EXTRACT PROVIDED
▼

1. Sunshine Cleaning came out today. Haven't seen it, but it's got Amy Adams in it, the red headed version of Anne Hathaway also known as Sandra Bullock 2.0. (At least Anne is showing a little more diversity in her roles, a skill Bullock never seemed to master to get out of spunky comedic heroine land.) Anyway, it also stares Emily Blunt, of whom I had never heard before 'The Devil Wears Prada.' She was good in that, so I assume her acting is just as competent in this film. Adams' sticky adorableness is already a little too overplayed for my taste, but I'll give this movie a go.

▲

Excerpt from a dataset

▼

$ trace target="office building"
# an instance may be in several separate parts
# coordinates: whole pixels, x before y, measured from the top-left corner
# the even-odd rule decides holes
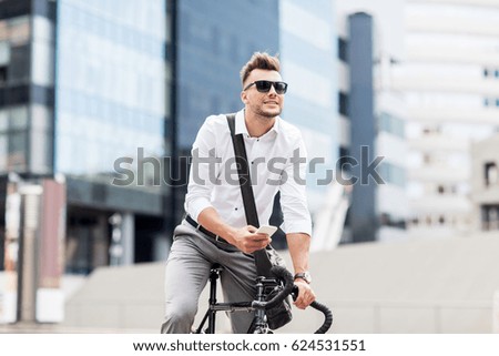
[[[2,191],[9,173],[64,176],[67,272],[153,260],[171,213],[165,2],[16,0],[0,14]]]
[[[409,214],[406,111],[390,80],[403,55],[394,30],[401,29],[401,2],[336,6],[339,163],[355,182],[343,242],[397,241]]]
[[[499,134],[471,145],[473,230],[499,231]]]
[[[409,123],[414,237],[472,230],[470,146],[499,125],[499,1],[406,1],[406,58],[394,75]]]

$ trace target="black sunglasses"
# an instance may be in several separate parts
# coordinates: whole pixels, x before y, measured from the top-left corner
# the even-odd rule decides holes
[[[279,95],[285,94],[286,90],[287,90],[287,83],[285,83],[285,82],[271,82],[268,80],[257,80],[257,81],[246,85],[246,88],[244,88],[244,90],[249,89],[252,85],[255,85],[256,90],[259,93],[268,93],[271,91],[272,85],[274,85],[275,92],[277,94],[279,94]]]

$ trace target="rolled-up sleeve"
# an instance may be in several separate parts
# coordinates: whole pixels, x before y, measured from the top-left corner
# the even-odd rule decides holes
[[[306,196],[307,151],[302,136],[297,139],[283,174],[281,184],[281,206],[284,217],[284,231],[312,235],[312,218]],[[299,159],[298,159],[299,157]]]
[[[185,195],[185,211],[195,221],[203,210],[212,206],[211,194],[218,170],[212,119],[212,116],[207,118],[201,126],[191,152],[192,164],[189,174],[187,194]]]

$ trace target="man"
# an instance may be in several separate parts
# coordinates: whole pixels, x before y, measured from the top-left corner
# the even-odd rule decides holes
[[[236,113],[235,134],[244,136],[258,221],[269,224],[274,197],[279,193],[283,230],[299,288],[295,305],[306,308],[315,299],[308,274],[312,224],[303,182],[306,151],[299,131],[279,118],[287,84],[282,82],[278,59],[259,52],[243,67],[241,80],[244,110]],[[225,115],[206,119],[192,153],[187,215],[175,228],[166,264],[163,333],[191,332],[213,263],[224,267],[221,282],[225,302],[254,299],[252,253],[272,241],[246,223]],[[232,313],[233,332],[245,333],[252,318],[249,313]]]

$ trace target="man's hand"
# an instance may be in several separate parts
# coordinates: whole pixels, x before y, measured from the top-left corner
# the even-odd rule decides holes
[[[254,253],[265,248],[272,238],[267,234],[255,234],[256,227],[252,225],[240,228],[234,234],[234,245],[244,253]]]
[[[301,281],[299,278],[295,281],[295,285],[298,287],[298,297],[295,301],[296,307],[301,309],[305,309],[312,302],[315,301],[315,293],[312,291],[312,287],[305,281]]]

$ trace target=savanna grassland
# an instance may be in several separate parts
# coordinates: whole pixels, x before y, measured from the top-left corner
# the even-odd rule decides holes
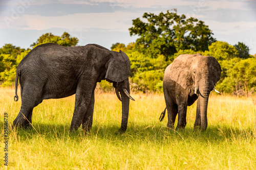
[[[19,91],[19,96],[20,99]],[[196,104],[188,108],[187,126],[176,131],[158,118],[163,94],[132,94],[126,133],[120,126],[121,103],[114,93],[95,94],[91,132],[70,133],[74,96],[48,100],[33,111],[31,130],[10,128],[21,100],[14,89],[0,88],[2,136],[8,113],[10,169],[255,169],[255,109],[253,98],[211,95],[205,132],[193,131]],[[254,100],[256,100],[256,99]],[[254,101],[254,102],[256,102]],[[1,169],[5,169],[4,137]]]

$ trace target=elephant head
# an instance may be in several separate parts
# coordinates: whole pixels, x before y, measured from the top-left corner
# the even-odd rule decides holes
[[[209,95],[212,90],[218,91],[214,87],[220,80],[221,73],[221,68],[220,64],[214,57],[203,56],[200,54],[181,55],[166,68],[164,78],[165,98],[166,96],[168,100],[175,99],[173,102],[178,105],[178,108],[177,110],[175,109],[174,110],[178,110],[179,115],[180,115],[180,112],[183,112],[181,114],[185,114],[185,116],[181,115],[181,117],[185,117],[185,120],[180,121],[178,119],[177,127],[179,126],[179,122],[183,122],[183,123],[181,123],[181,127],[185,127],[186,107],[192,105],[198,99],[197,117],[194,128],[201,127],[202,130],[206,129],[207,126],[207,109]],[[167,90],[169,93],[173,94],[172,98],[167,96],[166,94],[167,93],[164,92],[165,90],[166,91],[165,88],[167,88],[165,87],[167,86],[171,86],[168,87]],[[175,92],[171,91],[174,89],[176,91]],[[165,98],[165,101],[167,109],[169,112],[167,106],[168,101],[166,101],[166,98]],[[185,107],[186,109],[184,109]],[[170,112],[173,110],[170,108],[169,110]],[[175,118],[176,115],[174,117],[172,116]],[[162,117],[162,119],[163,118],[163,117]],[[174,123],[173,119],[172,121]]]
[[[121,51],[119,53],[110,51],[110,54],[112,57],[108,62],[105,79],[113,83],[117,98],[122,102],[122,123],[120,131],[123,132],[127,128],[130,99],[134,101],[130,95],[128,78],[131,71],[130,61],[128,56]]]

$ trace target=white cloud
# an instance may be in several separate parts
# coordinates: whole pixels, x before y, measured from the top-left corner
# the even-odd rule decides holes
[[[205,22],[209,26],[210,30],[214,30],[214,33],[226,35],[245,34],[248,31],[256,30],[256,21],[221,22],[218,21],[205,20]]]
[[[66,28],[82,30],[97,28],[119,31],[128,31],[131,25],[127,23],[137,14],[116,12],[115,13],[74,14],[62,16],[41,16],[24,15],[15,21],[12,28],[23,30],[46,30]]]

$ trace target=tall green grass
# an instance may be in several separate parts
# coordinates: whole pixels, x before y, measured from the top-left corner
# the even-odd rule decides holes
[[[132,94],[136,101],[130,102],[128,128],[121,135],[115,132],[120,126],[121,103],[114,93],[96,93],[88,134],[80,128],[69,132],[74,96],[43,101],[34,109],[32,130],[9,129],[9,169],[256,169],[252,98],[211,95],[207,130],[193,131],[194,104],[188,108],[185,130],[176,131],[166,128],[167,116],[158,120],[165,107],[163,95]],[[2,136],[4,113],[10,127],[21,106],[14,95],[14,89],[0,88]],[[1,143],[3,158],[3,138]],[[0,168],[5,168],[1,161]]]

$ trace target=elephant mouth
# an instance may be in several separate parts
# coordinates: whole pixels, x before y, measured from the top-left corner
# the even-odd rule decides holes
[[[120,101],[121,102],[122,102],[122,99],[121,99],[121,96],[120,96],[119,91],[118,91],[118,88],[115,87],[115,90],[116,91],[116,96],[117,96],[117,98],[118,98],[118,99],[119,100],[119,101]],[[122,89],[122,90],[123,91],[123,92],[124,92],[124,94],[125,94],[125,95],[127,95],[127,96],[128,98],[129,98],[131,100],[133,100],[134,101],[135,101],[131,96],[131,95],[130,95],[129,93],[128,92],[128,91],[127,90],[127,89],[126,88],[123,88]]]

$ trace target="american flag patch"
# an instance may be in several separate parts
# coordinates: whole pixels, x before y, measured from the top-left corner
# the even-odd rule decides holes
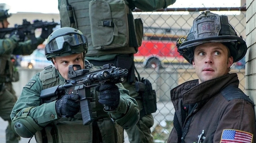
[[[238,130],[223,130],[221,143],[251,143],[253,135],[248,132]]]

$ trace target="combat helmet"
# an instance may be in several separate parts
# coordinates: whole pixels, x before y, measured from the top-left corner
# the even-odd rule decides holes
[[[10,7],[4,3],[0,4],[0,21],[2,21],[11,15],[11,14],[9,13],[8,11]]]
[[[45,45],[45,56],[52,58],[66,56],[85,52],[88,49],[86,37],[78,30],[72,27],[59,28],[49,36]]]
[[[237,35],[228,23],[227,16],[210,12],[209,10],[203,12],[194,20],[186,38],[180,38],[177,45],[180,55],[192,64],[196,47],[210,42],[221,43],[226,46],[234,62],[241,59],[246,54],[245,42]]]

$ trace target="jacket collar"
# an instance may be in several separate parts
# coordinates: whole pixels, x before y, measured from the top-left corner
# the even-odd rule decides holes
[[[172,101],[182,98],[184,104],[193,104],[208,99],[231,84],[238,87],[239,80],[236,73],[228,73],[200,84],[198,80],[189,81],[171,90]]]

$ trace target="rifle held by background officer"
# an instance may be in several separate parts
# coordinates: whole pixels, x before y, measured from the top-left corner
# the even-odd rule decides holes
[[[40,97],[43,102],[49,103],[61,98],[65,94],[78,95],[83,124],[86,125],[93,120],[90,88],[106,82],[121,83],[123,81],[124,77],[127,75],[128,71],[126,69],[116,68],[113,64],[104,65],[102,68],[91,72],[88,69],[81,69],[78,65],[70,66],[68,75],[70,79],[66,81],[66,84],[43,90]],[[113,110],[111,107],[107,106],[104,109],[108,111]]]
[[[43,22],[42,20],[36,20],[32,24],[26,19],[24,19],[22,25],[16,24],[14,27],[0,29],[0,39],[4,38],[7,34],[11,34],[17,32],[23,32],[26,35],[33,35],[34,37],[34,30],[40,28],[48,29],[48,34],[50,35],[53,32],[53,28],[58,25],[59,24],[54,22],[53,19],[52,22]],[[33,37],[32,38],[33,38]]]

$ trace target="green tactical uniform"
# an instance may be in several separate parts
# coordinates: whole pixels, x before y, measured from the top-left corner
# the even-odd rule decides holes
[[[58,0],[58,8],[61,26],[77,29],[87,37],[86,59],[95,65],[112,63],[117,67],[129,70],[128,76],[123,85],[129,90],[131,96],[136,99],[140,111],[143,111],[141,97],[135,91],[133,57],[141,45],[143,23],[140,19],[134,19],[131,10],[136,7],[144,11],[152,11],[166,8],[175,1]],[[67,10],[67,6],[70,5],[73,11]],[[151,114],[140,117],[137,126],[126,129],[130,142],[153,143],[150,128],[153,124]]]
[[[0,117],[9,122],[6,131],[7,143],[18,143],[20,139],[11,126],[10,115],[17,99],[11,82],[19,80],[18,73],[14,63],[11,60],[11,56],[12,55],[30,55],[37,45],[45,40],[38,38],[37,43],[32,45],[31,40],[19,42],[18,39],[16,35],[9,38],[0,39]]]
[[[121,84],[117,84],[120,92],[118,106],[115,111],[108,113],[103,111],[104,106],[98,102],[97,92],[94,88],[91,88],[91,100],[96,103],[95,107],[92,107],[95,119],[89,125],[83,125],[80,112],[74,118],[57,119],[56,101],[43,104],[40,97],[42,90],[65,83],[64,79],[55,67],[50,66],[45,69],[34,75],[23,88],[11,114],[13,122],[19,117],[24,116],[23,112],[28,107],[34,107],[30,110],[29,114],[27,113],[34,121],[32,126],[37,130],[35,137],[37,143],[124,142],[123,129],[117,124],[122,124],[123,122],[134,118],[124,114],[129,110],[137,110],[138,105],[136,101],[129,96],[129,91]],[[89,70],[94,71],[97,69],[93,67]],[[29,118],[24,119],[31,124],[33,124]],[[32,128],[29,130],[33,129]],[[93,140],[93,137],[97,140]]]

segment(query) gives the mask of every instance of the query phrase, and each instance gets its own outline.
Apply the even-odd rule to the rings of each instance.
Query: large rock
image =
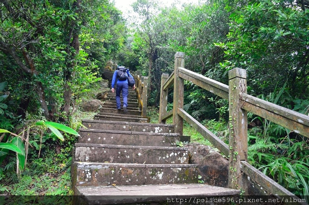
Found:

▲

THE PROBLEM
Answer these questions about the Sunshine Cleaning post:
(a) Which actress does the writer call the red-headed version of Anne Hathaway?
(b) Before which film had the writer never heard of Emily Blunt?
(c) Which actress is said to be showing a little more diversity in her roles?
The items play no part in the work here.

ANSWER TO THIS TASK
(a) Amy Adams
(b) The Devil Wears Prada
(c) Anne Hathaway